(Dataset Opens)

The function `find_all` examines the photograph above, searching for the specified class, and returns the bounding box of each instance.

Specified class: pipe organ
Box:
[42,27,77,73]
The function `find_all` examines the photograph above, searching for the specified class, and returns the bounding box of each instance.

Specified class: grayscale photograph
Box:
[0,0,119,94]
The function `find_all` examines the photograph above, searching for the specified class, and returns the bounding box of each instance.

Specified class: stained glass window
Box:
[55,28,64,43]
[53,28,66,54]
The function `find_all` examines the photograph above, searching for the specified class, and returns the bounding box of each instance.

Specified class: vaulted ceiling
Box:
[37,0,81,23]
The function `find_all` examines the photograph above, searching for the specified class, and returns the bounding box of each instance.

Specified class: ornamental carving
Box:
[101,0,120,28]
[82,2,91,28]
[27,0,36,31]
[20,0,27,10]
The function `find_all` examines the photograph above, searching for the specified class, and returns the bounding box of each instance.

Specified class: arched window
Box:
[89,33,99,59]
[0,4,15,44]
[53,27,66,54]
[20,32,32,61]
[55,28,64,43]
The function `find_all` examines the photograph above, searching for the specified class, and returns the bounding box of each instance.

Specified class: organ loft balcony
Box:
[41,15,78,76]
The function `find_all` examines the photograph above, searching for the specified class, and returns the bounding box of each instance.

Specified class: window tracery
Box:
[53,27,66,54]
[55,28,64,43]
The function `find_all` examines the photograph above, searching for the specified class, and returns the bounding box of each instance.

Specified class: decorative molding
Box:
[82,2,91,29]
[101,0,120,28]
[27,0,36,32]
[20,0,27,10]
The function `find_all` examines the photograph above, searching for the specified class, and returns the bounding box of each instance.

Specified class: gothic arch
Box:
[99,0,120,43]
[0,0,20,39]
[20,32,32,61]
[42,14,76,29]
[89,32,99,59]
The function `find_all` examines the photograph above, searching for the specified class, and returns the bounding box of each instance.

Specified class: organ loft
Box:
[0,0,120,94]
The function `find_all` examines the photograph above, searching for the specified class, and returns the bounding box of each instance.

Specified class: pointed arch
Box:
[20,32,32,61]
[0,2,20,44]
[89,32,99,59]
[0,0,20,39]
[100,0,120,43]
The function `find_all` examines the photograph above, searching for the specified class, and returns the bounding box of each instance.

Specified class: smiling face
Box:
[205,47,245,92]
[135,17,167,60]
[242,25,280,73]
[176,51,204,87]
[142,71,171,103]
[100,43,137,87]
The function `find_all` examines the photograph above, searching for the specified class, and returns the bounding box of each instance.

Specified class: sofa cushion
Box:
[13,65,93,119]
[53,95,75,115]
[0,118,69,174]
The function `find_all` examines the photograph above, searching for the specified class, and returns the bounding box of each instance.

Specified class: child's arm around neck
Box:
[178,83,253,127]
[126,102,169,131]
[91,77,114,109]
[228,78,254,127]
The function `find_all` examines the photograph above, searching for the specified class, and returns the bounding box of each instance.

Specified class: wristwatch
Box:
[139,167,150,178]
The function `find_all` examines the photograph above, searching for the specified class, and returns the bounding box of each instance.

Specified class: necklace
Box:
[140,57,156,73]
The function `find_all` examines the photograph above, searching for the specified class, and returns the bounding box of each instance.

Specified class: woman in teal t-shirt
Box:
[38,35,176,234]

(Dataset Closes)

Work required
Reproduce each entry exactly, with nothing missing.

Written solution
The function `find_all` examines the photograph above, searching for the specified class, and returns the bounding box of each instance.

Specified class: pipe organ
Box:
[42,27,77,73]
The function `find_all` examines the photograph above, searching for the specified class, and returns the bounding box of each instance.

Specified class: grayscale photograph
Box:
[0,0,119,94]
The function `find_all` examines the photograph above, searching for the specified class, and returns the bounding box of each instance.

Specified class: stained glass window
Box:
[55,28,64,43]
[53,28,66,54]
The function `find_all` examines the photograph above, searching for the specified class, and returns the bounding box of each instance.

Specified class: vaulted ceiling
Box:
[37,0,81,23]
The function `find_all` examines the photograph above, searching for the specified class, and returns the bounding box of each instance.

Specified class: ornamental carving
Box:
[101,0,120,28]
[82,2,91,28]
[27,0,36,31]
[20,0,27,10]
The function `find_all` examines the photograph above, searching for the specified class, and returns the bounding box of each instance.

Specified class: arched window
Box:
[89,33,99,59]
[0,4,15,44]
[53,27,66,54]
[20,32,32,61]
[55,28,64,43]
The function `find_all` examines the photograph above, searching for the specified class, and returns the bounding box of each instance.

Specified class: organ loft balcony
Box:
[41,15,78,76]
The function `find_all` examines the photograph above, searching for the specified class, and returns the bounding box of each instance.

Specified class: window tracery
Box:
[53,27,66,54]
[55,28,64,43]
The function `find_all` examines the photograph above, searching for the specified class, and returns the bounding box of each instance.

Specified class: decorative molding
Box:
[82,2,91,29]
[101,0,120,28]
[27,0,36,32]
[20,0,27,10]
The function `find_all` examines the photograph above, searching for the specified class, and returns the bounding box of each instance.

Specified class: gothic arch
Box:
[99,0,120,43]
[0,0,20,39]
[20,32,32,61]
[42,14,76,29]
[89,32,99,59]
The function `find_all` examines the photograph above, searching for the specified class, and returns the bounding box of each instance.

Specified class: organ loft
Box:
[0,0,120,94]
The function `find_all` examines the photograph above, searching for the specified class, and returns the bounding box of each instance.

Specified class: pointed arch
Box:
[20,32,32,61]
[0,2,20,44]
[89,32,99,59]
[0,0,20,39]
[100,0,120,43]
The function `find_all` examines the photograph above, searching for the specified class, and returns the bounding box of each instance.

Specified class: smiling face
Box:
[205,47,245,92]
[135,17,167,60]
[242,25,280,73]
[176,51,204,87]
[142,71,171,103]
[100,43,137,87]
The function `find_all` examines the photograph above, searching for the specified class, and returns the bounding box of each instance.

Specified class: sofa cushion
Box:
[13,65,93,119]
[53,95,75,115]
[0,118,69,174]
The function `find_all` examines the photograph above, searching for the specified class, and returns the bounding box of each instance.

Specified class: child's arm around neck
Box:
[178,83,253,127]
[126,102,169,131]
[91,77,114,109]
[228,78,254,127]
The function `find_all` examines the photograph above, searching for the specified class, and returns the bounding box of each instance.

Specified class: wristwatch
Box:
[139,167,150,178]
The function `find_all` examines the photograph above, searching for the specified class, and returns the bounding box of each instance.

Specified class: necklace
Box:
[140,57,156,73]
The function `find_all` examines the photograph above, searching for the specified class, and returns the bounding box of each instance.

Specified class: woman in teal t-shirt
Box:
[38,35,176,234]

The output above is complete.